Esercizio A: Nel testo sulla mostra dedicata a Pollock e Michelangelo, quale museo ha prestato i sei disegni di Pollock?
Esercizio B: Scrivi il seguito del testo sulla mostra dedicata a Pollock e Michelangelo.

Brano da leggere:
####

Divisa tra l'ex tribunale di San Firenze, dove verrà allestita la parte multimediale con spazi interattivi e didattici sulla vita di Pollock, e Palazzo Vecchio, dove, nel Salone dei Cinquecento, è collocato il "Genio della Vittoria", monumentale scultura marmorea eseguita da Michelangelo probabilmente nel 1532/33, questa mostra celebra una curiosa accoppiata, un accostamento a dir poco audace tra l’inventore del dripping e protagonista carismatico dell’action painting, e nientemeno che Michelangelo Buonarroti, figura chiave del Rinascimento italiano.
Presenti sei disegni di Pollock prestati dal Metropolitan Museum di New York, opere grafiche provenienti dalla Pollock Krasner Foundation, altre opere di varia provenienza sia pubblica che privata, risalenti ad un intervallo di tempo che copre il decennio ‘30/’40 ("Panel with Four designs", "Square composition with horse", "The water Bull", "Earth Worms" ed altri).
Ad indicare il flebile fil rouge che collegherebbe, nelle intenzioni degli organizzatori, questi due artisti, il titolo della mostra ''La figura della furia'', espressione desunta da uno scritto di Giovanni Paolo Lomazzo, pittore e critico cinquecentesco, che in termini di furia creatrice parla della raffigurazione della forma umana nell’arte di quel tempo, ovviamente figurativa, perché, si sa, allora l’astrattismo non l’avevano ancora inventato.
Ancora più audace il salto logico che accosta il tema michelangiolesco del non-finito con l’informalità delle composizioni all-over di Pollock, due linguaggi che in realtà si muovono in direzioni opposte.
Nel primo caso si tratta di una scelta volontaria e consapevole, intellettuale e culturale, pervasa da concezioni neoplatoniche, per esprimere il non-detto o non-dicibile, per chiamare all’appello la forma che dorme dentro il masso marmoreo, per articolare un discorso taciuto che diventa essenziale, scarno, allusivo, riassuntivo, pregno di significati.
Scrive infatti Michelangelo: "Non ha l’ottimo artista alcun concetto/c’un marmo solo in sé non circoscriva/col suo soverchio, e solo a quello arriva/la mano ch’obbedisce all’intelletto".
“Il non-finito michelangiolesco ha un significato preciso: il blocco sbozzato lascia solo intravedere l’immagine che l’artista viene liberando dalla materia, mentre l’idea compiuta è irraggiungibile perché è eterna; l’uomo può soltanto lottare per tendere verso quella meta, ma è cosciente dell’impossibilità per lui, finito, di giungere all’infinito. Nel non-finito si concretizza il pessimismo michelangiolesco: la constatazione dell’urto fra l’intuizione dell’eterno e la caducità di tutte le cose, fra la ragione che Dio ci ha concesso e la pochezza dei risultati.” (Alessandro Tempi, “Il Neoplatonismo e le arti visive nella Firenze del quattrocento”)

####

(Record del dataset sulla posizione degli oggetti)

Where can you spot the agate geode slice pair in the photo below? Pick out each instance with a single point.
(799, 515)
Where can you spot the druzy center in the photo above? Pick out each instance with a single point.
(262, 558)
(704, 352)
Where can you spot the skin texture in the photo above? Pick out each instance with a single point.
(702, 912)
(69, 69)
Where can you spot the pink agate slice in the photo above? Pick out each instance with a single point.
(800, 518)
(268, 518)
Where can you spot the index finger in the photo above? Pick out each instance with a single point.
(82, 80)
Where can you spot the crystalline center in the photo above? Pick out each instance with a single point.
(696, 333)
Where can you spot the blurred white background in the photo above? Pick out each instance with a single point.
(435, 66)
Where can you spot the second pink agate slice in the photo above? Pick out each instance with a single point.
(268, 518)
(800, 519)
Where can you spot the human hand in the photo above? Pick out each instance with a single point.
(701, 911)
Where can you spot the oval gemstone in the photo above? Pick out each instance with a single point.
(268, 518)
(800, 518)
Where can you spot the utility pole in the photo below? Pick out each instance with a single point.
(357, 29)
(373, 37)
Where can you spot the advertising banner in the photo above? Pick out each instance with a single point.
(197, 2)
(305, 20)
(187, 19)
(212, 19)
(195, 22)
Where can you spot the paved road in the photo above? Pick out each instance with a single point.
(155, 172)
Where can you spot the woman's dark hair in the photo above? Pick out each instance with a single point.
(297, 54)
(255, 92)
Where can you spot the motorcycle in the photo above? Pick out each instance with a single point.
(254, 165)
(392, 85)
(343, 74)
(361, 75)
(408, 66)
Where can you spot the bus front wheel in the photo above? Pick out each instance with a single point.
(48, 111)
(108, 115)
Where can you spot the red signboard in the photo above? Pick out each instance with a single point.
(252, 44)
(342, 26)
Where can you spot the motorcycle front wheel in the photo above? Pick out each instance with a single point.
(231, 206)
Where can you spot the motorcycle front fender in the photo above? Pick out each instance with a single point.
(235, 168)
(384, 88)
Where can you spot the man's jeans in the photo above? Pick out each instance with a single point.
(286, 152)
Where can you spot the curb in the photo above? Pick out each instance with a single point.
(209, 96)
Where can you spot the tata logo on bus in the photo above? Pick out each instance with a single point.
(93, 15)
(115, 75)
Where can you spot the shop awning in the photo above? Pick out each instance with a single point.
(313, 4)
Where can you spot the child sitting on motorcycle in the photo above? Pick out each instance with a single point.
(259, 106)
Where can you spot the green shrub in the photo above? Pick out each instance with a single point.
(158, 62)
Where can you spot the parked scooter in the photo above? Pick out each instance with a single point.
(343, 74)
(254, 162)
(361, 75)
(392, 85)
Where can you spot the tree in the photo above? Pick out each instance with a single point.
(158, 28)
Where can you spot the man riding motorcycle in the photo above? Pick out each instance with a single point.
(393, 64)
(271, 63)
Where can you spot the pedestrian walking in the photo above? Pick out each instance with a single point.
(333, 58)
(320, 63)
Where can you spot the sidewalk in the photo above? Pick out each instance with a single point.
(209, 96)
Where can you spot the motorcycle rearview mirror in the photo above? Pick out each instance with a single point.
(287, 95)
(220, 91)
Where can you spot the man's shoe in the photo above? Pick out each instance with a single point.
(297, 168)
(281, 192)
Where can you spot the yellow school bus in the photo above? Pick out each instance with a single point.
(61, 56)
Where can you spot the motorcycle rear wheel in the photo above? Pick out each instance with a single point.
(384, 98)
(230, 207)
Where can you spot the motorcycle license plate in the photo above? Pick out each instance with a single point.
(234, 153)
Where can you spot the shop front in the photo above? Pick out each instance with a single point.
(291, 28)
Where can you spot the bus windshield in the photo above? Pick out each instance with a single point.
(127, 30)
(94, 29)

####

Soluzione esercizio A: Il Metropolitan Museum di New York.

Soluzione esercizio B:
Nel secondo caso siamo davanti all’esatto contrario, ad un fiume in piena, un disordinato surplus di informazioni, un incontenibile caos psicologico straripante oltre i limiti della tela, un’emozione senza filtro descritta, espressa, vissuta e riversata sull’osservatore in tempo reale.
L’uno supera i confini precisi e delimitanti della forma, soverchiata dal protagonismo della materia che “gronda attorno all'anima”, in una sintesi minimalista che si alimenta “negli abbozzi di descrizioni di particolarità che si rifiutano di venire generalizzate", per citare parole di Gilbert Lascault ("Ecrits timides sur les visible" 1979).
L’altro proclama la negazione della forma, l'impossibilità e l'incapacità di comunicare attraverso l'immagine, definitivamente travolta dalla spinta irrazionale, drammatica, improvvisatrice, angosciata, vitalistica di una interiorità e di un segno fuori controllo.
Altro flebile trait d’union, il fatto che Pollock, in gioventù, si sia documentato sui disegni di Michelangelo e ne abbia anche copiati alcuni, come del resto qualunque studente di qualunque accademia di belle arti del mondo, su taccuini oggi custoditi al Metropolitan Museum e divenuti improvvisamente ed opportunamente preziosa testimonianza di un background che, in realtà, sarebbe difficilmente rintracciabile, se non ne desse menzione Lisa M. Messiger in una pubblicazione dello stesso Metropolitan Museum.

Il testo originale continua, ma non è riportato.